### Work order
Transcribe the data underneath exactly, keeping every word in place.

-- Opening Marker --

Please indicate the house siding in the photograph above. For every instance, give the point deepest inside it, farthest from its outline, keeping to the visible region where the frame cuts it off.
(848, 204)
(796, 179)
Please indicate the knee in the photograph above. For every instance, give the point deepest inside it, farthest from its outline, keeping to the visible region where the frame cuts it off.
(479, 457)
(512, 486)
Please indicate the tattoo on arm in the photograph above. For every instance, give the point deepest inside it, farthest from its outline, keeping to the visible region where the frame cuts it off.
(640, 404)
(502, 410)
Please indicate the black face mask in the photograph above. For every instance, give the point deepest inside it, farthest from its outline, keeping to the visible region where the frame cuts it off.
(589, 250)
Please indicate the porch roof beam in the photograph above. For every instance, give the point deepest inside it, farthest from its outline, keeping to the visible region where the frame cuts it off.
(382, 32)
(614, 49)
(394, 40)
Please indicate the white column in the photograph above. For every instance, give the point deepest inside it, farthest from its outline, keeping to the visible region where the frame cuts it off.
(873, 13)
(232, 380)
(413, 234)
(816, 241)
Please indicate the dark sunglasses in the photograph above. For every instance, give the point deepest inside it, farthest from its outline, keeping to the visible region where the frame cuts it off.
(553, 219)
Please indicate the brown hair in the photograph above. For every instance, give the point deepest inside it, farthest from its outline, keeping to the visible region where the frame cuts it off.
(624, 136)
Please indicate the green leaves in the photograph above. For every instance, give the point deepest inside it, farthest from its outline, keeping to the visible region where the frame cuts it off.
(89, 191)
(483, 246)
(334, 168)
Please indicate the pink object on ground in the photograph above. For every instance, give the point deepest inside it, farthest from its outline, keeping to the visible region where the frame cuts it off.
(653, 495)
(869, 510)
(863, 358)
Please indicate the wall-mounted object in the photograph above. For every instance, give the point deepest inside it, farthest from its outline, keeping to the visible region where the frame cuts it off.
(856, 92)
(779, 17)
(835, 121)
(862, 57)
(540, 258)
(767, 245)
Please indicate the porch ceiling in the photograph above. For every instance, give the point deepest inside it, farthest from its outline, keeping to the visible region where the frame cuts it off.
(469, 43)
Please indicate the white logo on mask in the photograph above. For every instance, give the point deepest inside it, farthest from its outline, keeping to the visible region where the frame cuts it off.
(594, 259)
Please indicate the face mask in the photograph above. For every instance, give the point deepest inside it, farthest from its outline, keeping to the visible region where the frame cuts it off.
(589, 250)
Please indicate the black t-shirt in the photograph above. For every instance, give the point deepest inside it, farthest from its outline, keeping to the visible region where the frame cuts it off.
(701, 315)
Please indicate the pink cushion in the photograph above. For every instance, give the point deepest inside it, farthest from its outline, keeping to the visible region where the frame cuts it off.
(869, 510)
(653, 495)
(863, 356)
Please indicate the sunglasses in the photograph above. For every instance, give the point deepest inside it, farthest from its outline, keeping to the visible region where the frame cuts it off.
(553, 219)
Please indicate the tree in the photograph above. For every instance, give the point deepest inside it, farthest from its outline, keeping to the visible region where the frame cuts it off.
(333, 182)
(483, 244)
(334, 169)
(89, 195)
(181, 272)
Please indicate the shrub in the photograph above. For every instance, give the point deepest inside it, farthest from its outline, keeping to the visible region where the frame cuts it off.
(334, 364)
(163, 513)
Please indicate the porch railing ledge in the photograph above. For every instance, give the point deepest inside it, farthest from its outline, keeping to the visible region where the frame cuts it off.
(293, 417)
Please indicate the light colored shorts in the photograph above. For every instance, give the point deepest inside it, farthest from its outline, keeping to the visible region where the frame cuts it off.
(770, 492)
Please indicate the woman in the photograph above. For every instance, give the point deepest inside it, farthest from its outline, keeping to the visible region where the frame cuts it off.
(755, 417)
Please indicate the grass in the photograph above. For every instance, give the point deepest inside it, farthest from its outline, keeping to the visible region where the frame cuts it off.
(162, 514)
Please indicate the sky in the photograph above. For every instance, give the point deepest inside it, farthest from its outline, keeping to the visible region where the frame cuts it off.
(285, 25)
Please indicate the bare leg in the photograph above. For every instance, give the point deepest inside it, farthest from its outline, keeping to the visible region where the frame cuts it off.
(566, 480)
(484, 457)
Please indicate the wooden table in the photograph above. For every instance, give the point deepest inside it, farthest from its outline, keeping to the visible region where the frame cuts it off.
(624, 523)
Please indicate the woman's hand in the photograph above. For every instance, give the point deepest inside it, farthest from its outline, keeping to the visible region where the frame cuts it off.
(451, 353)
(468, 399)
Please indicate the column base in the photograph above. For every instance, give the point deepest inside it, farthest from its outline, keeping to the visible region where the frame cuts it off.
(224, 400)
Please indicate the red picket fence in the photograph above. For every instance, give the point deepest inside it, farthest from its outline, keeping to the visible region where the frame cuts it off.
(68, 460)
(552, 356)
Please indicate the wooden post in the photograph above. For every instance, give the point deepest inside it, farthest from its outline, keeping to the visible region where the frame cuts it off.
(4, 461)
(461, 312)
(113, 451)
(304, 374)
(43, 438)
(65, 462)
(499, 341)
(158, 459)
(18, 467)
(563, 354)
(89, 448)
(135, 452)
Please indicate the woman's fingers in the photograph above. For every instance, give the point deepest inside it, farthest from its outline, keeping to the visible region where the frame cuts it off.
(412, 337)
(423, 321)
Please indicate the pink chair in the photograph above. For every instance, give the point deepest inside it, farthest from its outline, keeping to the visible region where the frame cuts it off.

-- Closing Marker --

### Output below
Please indicate the house siding in the photograph above. For every instance, give the point deepest inside it, farthest from its outline, keeping to the visible region where the frame cuts it off.
(848, 204)
(796, 179)
Please indicate the knee in the photograph above. For every instance, give the point deepest inside it, farthest from its outline, keeping to the visible region where the frame cuts it off.
(479, 457)
(512, 486)
Please indicate the tattoo on arm in the photograph above. For every instance, give the point deepest inside it, farthest from its outline, keeping to the visible region where the frame cuts it off.
(640, 404)
(502, 410)
Please indicate the black face mask in the photograph above. For every instance, give the point deepest inside it, farthest from its outline, keeping to the visible region where the frame cuts it off.
(589, 250)
Please indicate the porch roof beam in the photograph above. For every instance, give the point deepest inside it, farthest from its outline, keeping to the visible region where the frame cuts it off.
(382, 32)
(614, 49)
(394, 40)
Please indicate the white column in the photograph above. For every instance, give the point deepest inside it, farthest from its outline, keeping to the visible region where the frame cuts it off.
(873, 13)
(232, 380)
(413, 234)
(816, 241)
Please indicate the dark sunglasses in the photograph above. For every instance, give the point deepest inside it, farthest from its outline, keeping to the visible region where the frame cuts it off.
(553, 219)
Please indicate the brown hair in the photograph above. For every instance, give the point deepest inside it, farthest from its outline, keeping to the visible region where the frame cuts it off.
(624, 136)
Please indicate the green leaves in the photograph above. For every instance, give the point deepest inside it, farthest from its outline, keeping to the visible region where the frame cuts it off.
(89, 191)
(483, 246)
(334, 168)
Please indicate the pink object on ground in the photograph above. For every instance, give the point deepest inside it, farthest from its outline, keeping to the visible region where the frame cuts it off.
(653, 495)
(869, 510)
(863, 358)
Please indicate the wall-mounted object in the photograph above. For every instance, give the point deepest inside it, farthest from its outline, keeping to the visible region where the frame cuts it off.
(856, 92)
(779, 17)
(835, 121)
(862, 57)
(540, 258)
(767, 245)
Please indicate the porch ceiling in the photograph above. For every instance, give the point deepest inside it, farthest from its outline, keeping to the visible region where the frame cuts it off.
(469, 43)
Please indicate the white logo on mask in the photograph above. For every instance, give the point deepest inside it, farthest from its outline, keeping to the visible region where the frame cuts it off.
(594, 259)
Please indicate the face mask in the photograph above. For every instance, give the point deepest inside it, farthest from its outline, keeping to the visible region where the frame cuts it off.
(589, 250)
Please indicate the black t-shirt in the photograph above. For every instance, give the point deepest inside it, farthest from its outline, keeping to the visible region where the frame cuts it off.
(701, 315)
Please indicate the pink cushion in the photograph above. For every instance, give the point deepest inside it, farthest from its outline, keeping to the visible region where the frame cuts it off.
(869, 510)
(653, 495)
(863, 356)
Please indicate the sunglasses in the photograph above. For every instance, give the point deepest inside it, farthest from its outline, keeping to the visible region where the frame cuts it off.
(553, 219)
Please indicate the tree in the photograph above. For every instance, give the point deepest inside it, farthest from its outline, keeping to the visible region where the frame cuts it off.
(333, 182)
(483, 244)
(334, 169)
(89, 195)
(181, 272)
Please indicate the shrub in the photograph above. For every instance, give the point deepest inside it, farthest from its outline, keeping to the visible region where the frame cuts it off.
(334, 364)
(163, 513)
Please indicate the porch railing ledge in the photograph above. For every instance, give the point deepest inside it, farthest from its outline, keeping to the visible region where the frame cuts it off.
(293, 417)
Please indicate the light colored shorts in the photograph above. For every instance, give the point deepest inside it, farthest from its outline, keeping to the visible region where the frame cuts it off.
(770, 492)
Please indicate the woman in the photograph above. For every instance, give the point deepest inside it, farthest from its outline, keeping to the visible region where the frame cuts it off.
(755, 417)
Please indicate the grass in the photograph above. For every instance, give the point deepest inside it, farthest from its outline, keeping to the visible region where the frame cuts it off.
(162, 514)
Please indicate the sky in the photograph above. For every instance, give the point deepest inside it, farthest from its outline, keeping to the visible region where the frame cuts it off.
(285, 25)
Please indicate the bare leg in the photograph above. For every instance, give the point deepest inside it, farthest from its outline, keeping to the visible region where the frame cuts it off.
(566, 480)
(484, 457)
Please indicate the wooden table in the photograph above. For every instance, give the point deepest inside it, farthest from its outline, keeping to the visible region where the frame cuts it off.
(624, 523)
Please indicate the woman's hand in the photograph above. For every instance, give the point deepest inside it, farthest from its outline, keeping to the visible region where the frame cuts it off.
(451, 353)
(468, 399)
Please indicate the column base in the photograph above. For every instance, give the point deepest inside it, farthest from its outline, keeping to the visible region where the frame cuts it off.
(224, 400)
Please indicate the red picket fence in the photograph above. For every instance, give the point deepest inside it, farthest from its outline, keeping to the visible region where the frame cuts it off.
(68, 460)
(552, 356)
Please indicate the wooden post in the photograph above. For every instance, give the point deepest inside it, farthest from its outline, keeping to the visible region where the frame cuts it off.
(4, 461)
(461, 312)
(113, 451)
(304, 374)
(43, 438)
(65, 462)
(499, 341)
(158, 459)
(18, 467)
(563, 354)
(89, 448)
(135, 452)
Please indicate the woman's fingers in the photograph above. For every instance, give the point deepest inside it, farthest from its outline, keeping to the visible region where the frame cuts it off.
(412, 337)
(423, 321)
Please indicate the pink chair in the photograph above. For every instance, give the point deepest inside it, farthest from its outline, keeping to the visible region where the frame cuts it off.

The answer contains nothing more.